Output every entry exactly as written, but omit the pictures.

● Data shown
--- --- ---

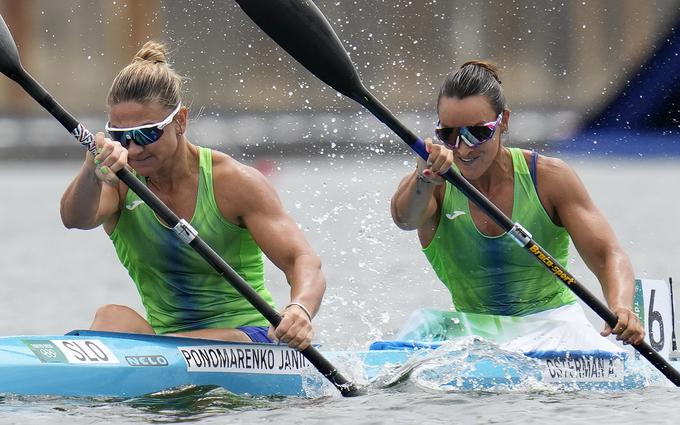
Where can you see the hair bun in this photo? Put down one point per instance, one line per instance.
(152, 51)
(491, 68)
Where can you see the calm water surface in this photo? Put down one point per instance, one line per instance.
(53, 279)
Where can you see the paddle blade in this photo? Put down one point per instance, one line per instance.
(303, 31)
(10, 65)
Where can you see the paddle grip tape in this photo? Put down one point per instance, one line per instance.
(184, 231)
(85, 138)
(520, 235)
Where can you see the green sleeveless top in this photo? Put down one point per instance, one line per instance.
(179, 289)
(493, 275)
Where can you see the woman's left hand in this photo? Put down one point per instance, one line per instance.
(295, 328)
(628, 327)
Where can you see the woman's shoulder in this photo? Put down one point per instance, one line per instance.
(545, 163)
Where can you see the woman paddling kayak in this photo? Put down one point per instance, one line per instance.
(233, 207)
(482, 268)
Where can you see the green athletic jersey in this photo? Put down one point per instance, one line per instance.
(179, 289)
(493, 275)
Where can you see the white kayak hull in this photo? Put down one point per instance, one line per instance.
(96, 364)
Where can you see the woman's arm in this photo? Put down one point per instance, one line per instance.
(595, 241)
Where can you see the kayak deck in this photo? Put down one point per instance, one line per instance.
(93, 364)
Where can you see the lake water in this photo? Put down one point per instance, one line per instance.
(53, 280)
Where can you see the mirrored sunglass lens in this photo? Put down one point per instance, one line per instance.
(118, 136)
(480, 133)
(145, 136)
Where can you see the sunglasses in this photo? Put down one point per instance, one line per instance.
(142, 135)
(472, 136)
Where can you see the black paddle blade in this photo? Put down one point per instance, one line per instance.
(10, 65)
(303, 31)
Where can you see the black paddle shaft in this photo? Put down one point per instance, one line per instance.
(10, 65)
(303, 31)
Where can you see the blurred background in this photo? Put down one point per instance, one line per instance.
(594, 82)
(566, 67)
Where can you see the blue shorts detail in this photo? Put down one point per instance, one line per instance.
(256, 333)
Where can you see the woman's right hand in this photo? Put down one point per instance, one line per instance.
(111, 157)
(438, 162)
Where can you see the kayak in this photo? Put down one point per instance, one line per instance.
(95, 364)
(438, 350)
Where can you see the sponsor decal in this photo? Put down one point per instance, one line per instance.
(243, 358)
(149, 360)
(583, 369)
(554, 267)
(83, 351)
(46, 351)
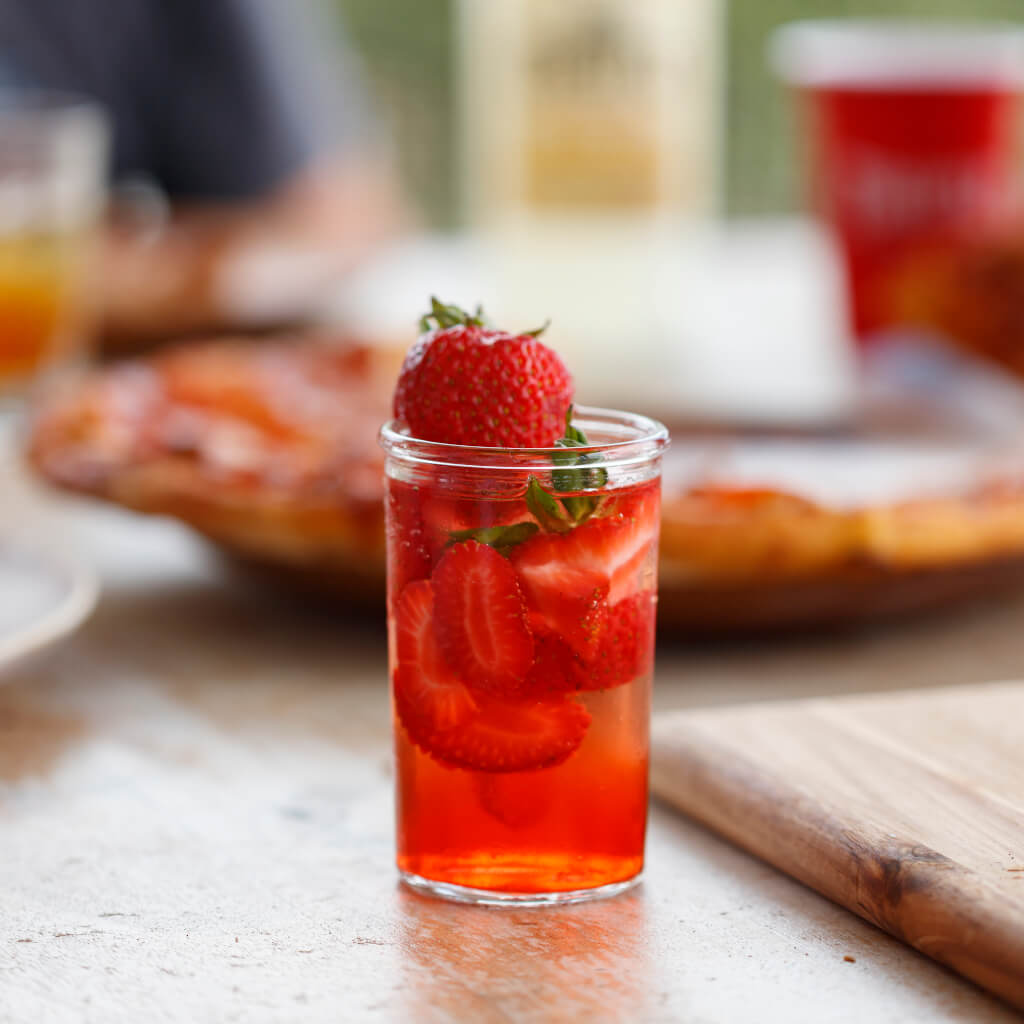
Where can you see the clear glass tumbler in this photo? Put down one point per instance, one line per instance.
(52, 185)
(523, 780)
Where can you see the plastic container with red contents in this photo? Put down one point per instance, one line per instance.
(912, 131)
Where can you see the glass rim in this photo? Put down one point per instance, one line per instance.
(647, 439)
(867, 50)
(37, 109)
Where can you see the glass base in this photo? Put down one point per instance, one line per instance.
(491, 897)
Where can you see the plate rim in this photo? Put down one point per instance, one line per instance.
(59, 621)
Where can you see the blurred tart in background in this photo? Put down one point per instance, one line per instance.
(269, 450)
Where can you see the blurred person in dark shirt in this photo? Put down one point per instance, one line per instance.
(244, 156)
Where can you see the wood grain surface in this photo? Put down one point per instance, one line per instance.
(196, 826)
(907, 809)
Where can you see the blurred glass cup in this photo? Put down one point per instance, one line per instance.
(53, 155)
(912, 131)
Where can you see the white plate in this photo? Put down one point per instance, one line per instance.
(44, 595)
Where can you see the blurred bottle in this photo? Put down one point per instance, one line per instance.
(590, 135)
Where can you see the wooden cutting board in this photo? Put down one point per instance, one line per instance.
(907, 809)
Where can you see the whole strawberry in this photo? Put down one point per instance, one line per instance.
(467, 383)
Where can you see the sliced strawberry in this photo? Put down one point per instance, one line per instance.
(516, 799)
(626, 646)
(480, 619)
(567, 578)
(428, 696)
(445, 721)
(519, 735)
(556, 669)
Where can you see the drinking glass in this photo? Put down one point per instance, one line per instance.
(532, 791)
(52, 169)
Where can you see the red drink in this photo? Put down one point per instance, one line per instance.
(912, 134)
(528, 786)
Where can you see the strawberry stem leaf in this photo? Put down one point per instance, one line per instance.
(499, 538)
(443, 314)
(549, 512)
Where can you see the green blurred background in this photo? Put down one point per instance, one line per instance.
(408, 47)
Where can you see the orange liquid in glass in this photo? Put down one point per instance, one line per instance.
(37, 276)
(578, 824)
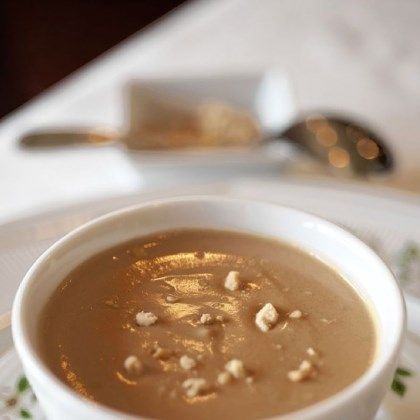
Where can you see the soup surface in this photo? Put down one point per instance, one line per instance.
(202, 324)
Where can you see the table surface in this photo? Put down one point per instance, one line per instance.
(359, 57)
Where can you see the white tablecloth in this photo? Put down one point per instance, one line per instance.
(360, 57)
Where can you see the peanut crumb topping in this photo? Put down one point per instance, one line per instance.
(232, 282)
(206, 319)
(305, 370)
(296, 314)
(187, 362)
(267, 317)
(194, 386)
(133, 365)
(236, 368)
(224, 378)
(145, 319)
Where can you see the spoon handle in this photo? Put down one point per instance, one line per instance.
(57, 138)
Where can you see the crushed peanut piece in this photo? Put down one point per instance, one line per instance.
(232, 281)
(306, 369)
(159, 352)
(224, 378)
(203, 332)
(133, 365)
(295, 314)
(187, 362)
(145, 319)
(206, 319)
(267, 317)
(194, 386)
(311, 351)
(236, 368)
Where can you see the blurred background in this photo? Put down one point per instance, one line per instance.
(313, 104)
(41, 45)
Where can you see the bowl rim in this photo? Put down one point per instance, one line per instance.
(33, 361)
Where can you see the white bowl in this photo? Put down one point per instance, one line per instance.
(357, 262)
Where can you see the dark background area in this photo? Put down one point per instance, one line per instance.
(43, 41)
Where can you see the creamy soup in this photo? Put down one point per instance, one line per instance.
(202, 324)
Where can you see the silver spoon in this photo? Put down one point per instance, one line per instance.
(332, 140)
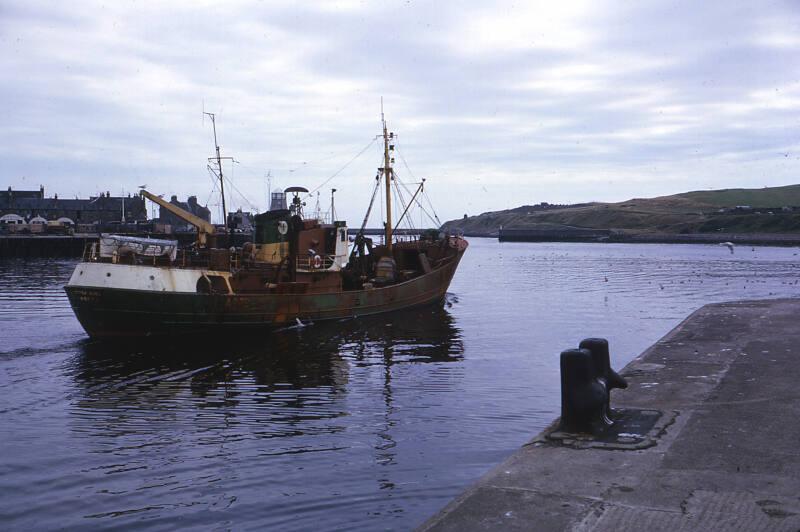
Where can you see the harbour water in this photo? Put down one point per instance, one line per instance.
(361, 424)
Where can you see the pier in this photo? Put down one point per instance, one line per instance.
(722, 455)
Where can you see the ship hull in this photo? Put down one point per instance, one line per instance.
(105, 310)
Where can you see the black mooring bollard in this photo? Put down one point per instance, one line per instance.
(584, 397)
(602, 365)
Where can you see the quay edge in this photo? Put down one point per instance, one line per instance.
(726, 378)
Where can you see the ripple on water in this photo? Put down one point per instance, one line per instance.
(349, 425)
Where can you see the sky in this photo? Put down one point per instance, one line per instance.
(495, 104)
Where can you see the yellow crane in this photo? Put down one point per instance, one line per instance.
(204, 228)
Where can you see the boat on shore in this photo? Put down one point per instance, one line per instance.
(296, 269)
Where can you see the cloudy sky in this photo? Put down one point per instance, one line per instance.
(497, 104)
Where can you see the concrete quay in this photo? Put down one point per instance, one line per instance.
(723, 454)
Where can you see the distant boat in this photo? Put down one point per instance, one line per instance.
(295, 271)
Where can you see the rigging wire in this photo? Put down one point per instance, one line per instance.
(399, 195)
(435, 217)
(340, 170)
(371, 202)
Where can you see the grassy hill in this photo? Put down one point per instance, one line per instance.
(690, 212)
(754, 197)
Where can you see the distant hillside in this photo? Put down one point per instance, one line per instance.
(754, 197)
(765, 210)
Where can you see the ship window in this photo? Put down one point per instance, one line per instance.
(212, 284)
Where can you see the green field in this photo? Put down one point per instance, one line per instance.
(686, 213)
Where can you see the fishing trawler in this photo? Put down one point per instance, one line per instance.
(296, 269)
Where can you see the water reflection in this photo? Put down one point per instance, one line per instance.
(176, 428)
(317, 355)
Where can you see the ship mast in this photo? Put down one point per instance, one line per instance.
(221, 179)
(387, 172)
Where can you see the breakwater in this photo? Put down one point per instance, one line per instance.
(721, 455)
(575, 234)
(43, 246)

--- --- ---

● Correct response
Where can you see the hair bun in this photo? Put down one point per instance, one line per instance.
(152, 51)
(491, 68)
Where can you see the calm water surface in this photo? Put down one point per instance, one line per instance.
(53, 279)
Where can you see the paddle blade in this photo? Put down one point per instance, one line per instance.
(303, 31)
(10, 65)
Where can you see the paddle grip tape in this photo? Put down one point per instance, one line per instance.
(184, 231)
(85, 138)
(520, 235)
Where can you see the green sleeveless top in this photo? Put down one point per instance, one line per instance.
(179, 289)
(493, 275)
Where can you see the woman's left hand in this photo? Put down one point per instance, one line per instance.
(295, 328)
(628, 327)
Where can you see the woman's shoulder in this photo? Put down one point per instance, one line per instance.
(545, 163)
Where can you see the woman paddling kayak in this photo? Put down one point per instance, one line per instance.
(233, 207)
(482, 268)
Where can you see the green athletic jersey in this photo? Put down one point per instance, one line per instance.
(179, 289)
(493, 275)
Where can you see the white kayak hull in this photo? Put down one point per instance, one line per instance.
(96, 364)
Where can you see the woman's arm in this photo? Put down one point per instance, one line per instance.
(595, 241)
Where can you see the kayak deck in this photo? Put down one point per instance, one line per instance.
(93, 364)
Where can you see the lake water in this photo? Put down one point per instance, one line per instance.
(53, 280)
Where can you see the mirrored sunglass lens in this photo? Put down one point per instance, one line per instance.
(118, 136)
(480, 133)
(145, 136)
Where can you see the sunglasses in this photo? Put down one point per instance, one line per instance.
(142, 135)
(472, 136)
Where can you see the black paddle blade in this photo? Put down one point per instance, one line per instance.
(10, 65)
(303, 31)
Where can you see the black paddle shaft in this photo? Put down one point per instance, one line per instance.
(10, 65)
(303, 31)
Where can you see the blurred background in this photo? Put down one point per instance, one line per instance.
(594, 82)
(566, 67)
Where can you see the blue shorts detail in this photo? Put down one point per instance, one line per instance.
(256, 333)
Where can you see the woman's right hand in this photo? Put down one point per instance, one line per instance.
(111, 157)
(438, 162)
Where can you see the kayak in this photo? Put down one point per instance, one line per instance.
(95, 364)
(438, 350)
Where can you see the sponsor decal in this photo? Put down one point per instance, one line per instance.
(243, 358)
(149, 360)
(583, 369)
(554, 267)
(83, 351)
(46, 351)
Where can you see the clear glass tumbler in this photo? Put down one point per instance, one line per instance.
(52, 185)
(523, 780)
Where can you see the plastic container with red contents in this photo? Put down one point per instance, one line per instance.
(912, 131)
Where can you see the glass rim in this photo? Put down one point per instance, one line per instance.
(647, 439)
(867, 50)
(37, 109)
Where can you see the glass base in this photo? Put down one point per instance, one line per instance.
(491, 897)
Where can you see the plate rim in this photo? Put down one point per instance, one line per instance.
(59, 621)
Where can you see the blurred tart in background in this photo? Put down one point per instance, one line per instance.
(269, 450)
Where can you see the blurred person in dark shirt in this photo? Put down one point per instance, one line per instance.
(244, 156)
Where can you see the wood grain surface in this photo? Put down one point per instance, one line per instance.
(196, 826)
(907, 809)
Where can you see the blurred glass cup in this photo? Put down one point per instance, one line per instance.
(53, 155)
(912, 131)
Where can you see the white plate in this photo? Put down one point per instance, one line per instance.
(44, 595)
Where can you see the blurred bottle in this photo? Put down one point per instance, one line per instance.
(590, 135)
Where can you see the wooden cutting board in this photo? Put down one point per instance, one line per instance.
(907, 809)
Where can you see the whole strawberry in this photo? Put down one point per instance, one line per instance.
(467, 383)
Where can you see the sliced strawberry in this photo? Put down one point per instance, one line per instance.
(516, 799)
(626, 646)
(480, 619)
(567, 578)
(428, 696)
(445, 721)
(519, 735)
(556, 669)
Where can you see the drinking glass in this photo? Put down one point per instance, one line per instance.
(532, 791)
(52, 169)
Where can you see the red drink in this photo? Put down one point per instance, one line per instance.
(912, 134)
(528, 786)
Where can you see the strawberry stem leaf in this photo? Put down one point per instance, one line per instance.
(499, 538)
(443, 314)
(549, 512)
Where can you see the green blurred background in this photo? Put down one point per instance, one line per instance.
(408, 47)
Where can you see the orange liquid in glass in this photo? Put down one point per instance, one line per instance.
(37, 276)
(578, 824)
Where can you see the soup surface in this photo? Put down one point per instance, one line per instance.
(202, 324)
Where can you see the table surface in this photo? Put down one point per instance, one line per instance.
(359, 57)
Where can you see the white tablecloth in this photo? Put down one point per instance, one line per instance.
(360, 57)
Where can you see the peanut crumb topping in this photo? Put down one point per instance, one line per instance.
(232, 282)
(206, 319)
(305, 370)
(296, 314)
(187, 362)
(267, 317)
(194, 386)
(133, 365)
(236, 368)
(224, 378)
(145, 319)
Where can you see the spoon handle in this photo? Put down one point per instance, one line per instance.
(57, 138)
Where can you see the crushed peanut piece in this photo? Put down one point per instance, one line per instance.
(232, 281)
(306, 369)
(159, 352)
(224, 378)
(203, 332)
(133, 365)
(295, 314)
(187, 362)
(145, 319)
(206, 319)
(267, 317)
(194, 386)
(311, 351)
(236, 368)
Where can you see the blurred background in this photo? Put down one point per instance, one line per instance.
(313, 104)
(41, 45)
Where can you see the bowl rim in this photo? Put down one point per instance, one line per instance.
(33, 361)
Where can you see the white bowl in this photo? Put down one point per instance, one line per instance.
(357, 262)
Where can you see the dark background area in this photo? Put down one point per instance, one line per instance.
(43, 41)
Where can you see the creamy soup in this photo? Put down one point per instance, one line per instance.
(202, 324)
Where can you see the silver spoon in this photo? Put down one point per instance, one line per instance.
(332, 140)
Where can you see the harbour water in this photo? Put down one point per instance, one line per instance.
(361, 424)
Where can you see the pier in this photo? Put down one point per instance, one line per instance.
(722, 455)
Where can you see the ship hull in this photo? Put down one point per instance, one line per instance.
(105, 310)
Where can you see the black mooring bollard in this photo? Put down one point per instance, one line per instance.
(584, 397)
(602, 365)
Where can you see the quay edge in this photo? Put down one point per instance, one line per instance.
(726, 378)
Where can you see the ripple on water in this photo? Put down one point per instance, one line per instance.
(349, 425)
Where can you see the sky in this photo? Put down one point per instance, one line per instance.
(495, 104)
Where can you see the yellow crane in this photo? Put down one point per instance, one line per instance.
(204, 228)
Where can you see the boat on shore in this photo? Put down one point per instance, one line per instance.
(296, 269)
Where can you see the cloudy sky in this photo? Put down one point per instance, one line per instance.
(497, 104)
Where can you see the concrete quay in this photo? Put down one point per instance, one line per instance.
(723, 454)
Where can you see the distant boat in this photo? Put down one point per instance, one line per instance.
(295, 271)
Where can you see the rigging wire in this photo? Put down one point per instance, one line per instance.
(399, 195)
(435, 217)
(340, 170)
(371, 202)
Where can you see the grassy hill in this photo? Put down one point per instance, one line per instance.
(690, 212)
(754, 197)
Where can you see the distant hillside in this photo? Put down one point per instance, one line per instance.
(754, 197)
(765, 210)
Where can you see the ship window in this photo? Put down one point per instance, one line per instance.
(212, 284)
Where can you see the green field in this photo? Put down one point per instance, one line per instance.
(686, 213)
Where can you see the fishing trawler in this photo? Put down one point per instance, one line per instance.
(296, 269)
Where can you see the water reflection in this photo? Put down one point per instance, one line per instance.
(176, 428)
(317, 355)
Where can you see the ship mast in this photo? Put down one point per instance, one line per instance.
(221, 179)
(387, 172)
Where can you see the breakwater in this photo? Put down one point per instance, one line per instance.
(721, 455)
(575, 234)
(43, 246)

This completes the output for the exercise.